#### SELECTED EXTRACT
>> Start

Of the antennas suitable for RV use only wire dipoles do not need to be
grounded. At your home station you would drive one or more long (typically
8') copper-covered steel rods into the ground , but in an RV you don't have
that luxury. All verticals must have their bases grounded. In a vehicle
such as an RV, you should ground to the frame or metal that is connected
to the frame. If you antenna is mounted to the roof access ladder, attach
a ground strap from the latter to the frame.
- Supports
When operating at the campground with a wire antenna you may will need a
support for the wire. The classic method is to use a strong arm or slingshot
to shoot a rope over a tree limb.
You can also buy a 23' painter's pole (Pro-Lok Model 2324) at Home Depot
or Lowe's and bungee it to the roof access ladder using the RV rear bumper
as a base. You can get really fancy and weld a pipe large enough tol receive
the painter's pole onto a receiver hitch insert. A much taller telescoping
mast can be obtained from DK9SQ.
Accessory Equipment
- SWR meter or antenna analyzer
The impedance of the radio must be matched to the impedance of the antenna
for safe and efficient operation. The best measure of impedance match is
standing wave ratio (SWR). An inexpensive SWR meter can be used to determine
SWR as you match impedances. An antenna analyzer is a more complex test
unit that provides additional ways of testing and analyzing antennas and
feedlines.

>> End

[A run of data]
>> Start

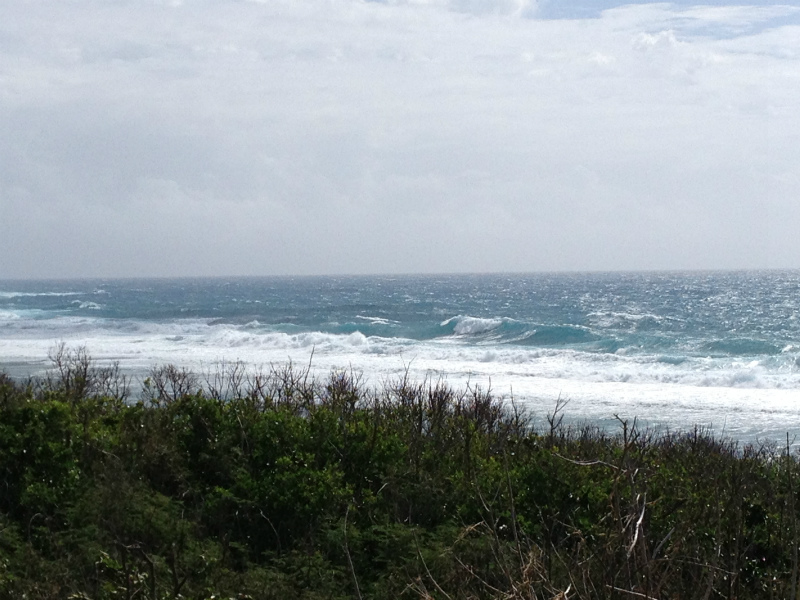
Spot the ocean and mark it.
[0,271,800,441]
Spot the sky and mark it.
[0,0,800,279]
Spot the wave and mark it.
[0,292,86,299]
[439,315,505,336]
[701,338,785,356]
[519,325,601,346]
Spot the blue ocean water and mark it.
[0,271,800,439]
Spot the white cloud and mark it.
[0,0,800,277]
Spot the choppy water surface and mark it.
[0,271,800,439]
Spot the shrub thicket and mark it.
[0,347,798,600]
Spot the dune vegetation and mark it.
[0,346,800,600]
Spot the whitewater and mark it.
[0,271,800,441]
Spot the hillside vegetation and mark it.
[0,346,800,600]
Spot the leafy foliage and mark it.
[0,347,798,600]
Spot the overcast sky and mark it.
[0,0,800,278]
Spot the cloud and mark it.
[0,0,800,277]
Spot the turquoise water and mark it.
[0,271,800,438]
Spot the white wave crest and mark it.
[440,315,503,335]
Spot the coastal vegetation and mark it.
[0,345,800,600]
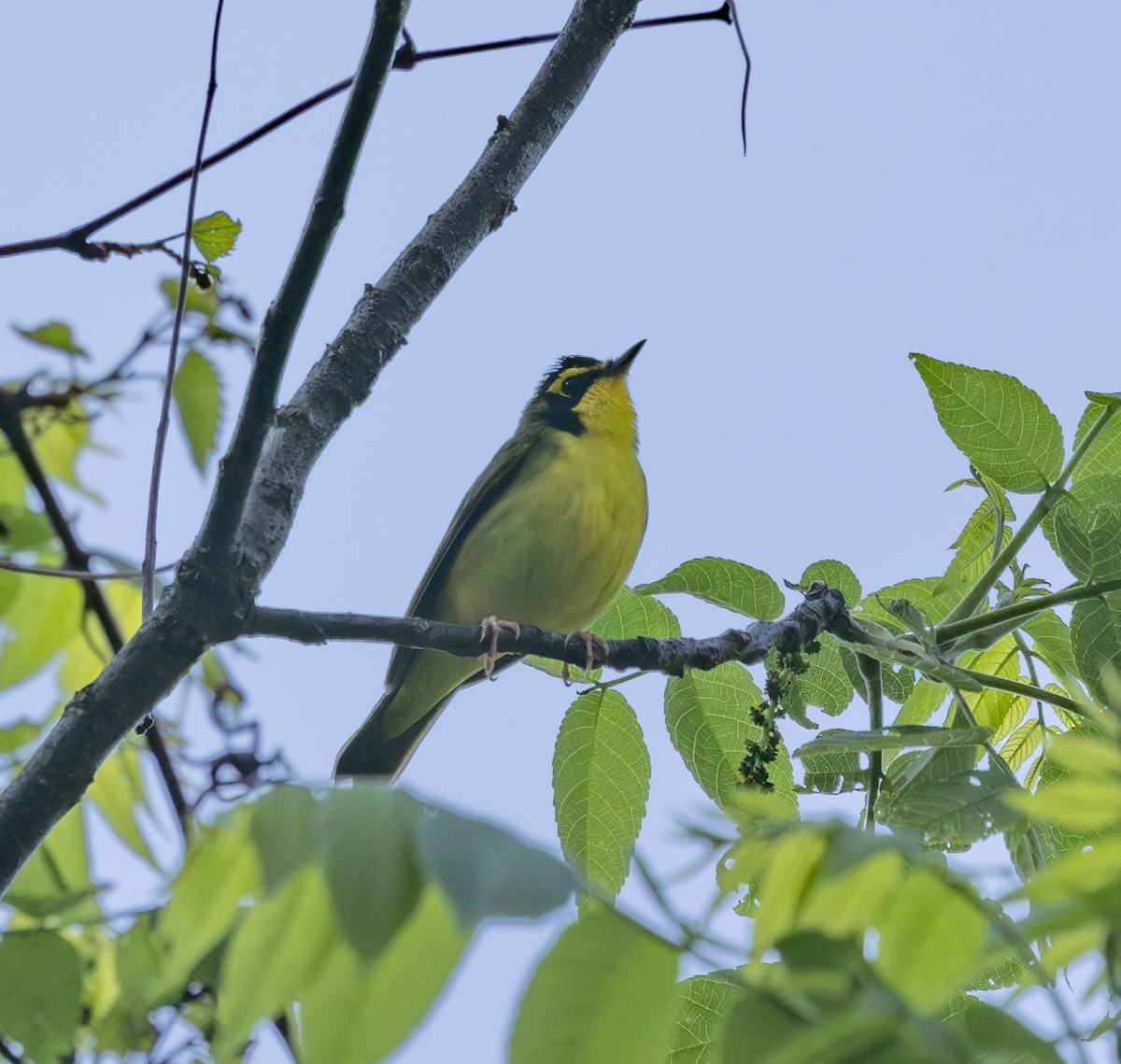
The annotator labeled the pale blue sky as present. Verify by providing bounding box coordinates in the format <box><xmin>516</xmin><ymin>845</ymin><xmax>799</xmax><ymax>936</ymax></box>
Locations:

>> End

#### TASK 1
According to the RV antenna text, which antennas suitable for RV use do not need to be grounded?
#### TASK 2
Write out the part of the RV antenna text starting with "Of the antennas" and going on through "latter to the frame.".
Work from the RV antenna text alone.

#### ANSWER 1
Only wire dipoles.

#### ANSWER 2
Of the antennas suitable for RV use only wire dipoles do not need to be
grounded. At your home station you would drive one or more long (typically
8') copper-covered steel rods into the ground , but in an RV you don't have
that luxury. All verticals must have their bases grounded. In a vehicle
such as an RV, you should ground to the frame or metal that is connected
to the frame. If you antenna is mounted to the roof access ladder, attach
a ground strap from the latter to the frame.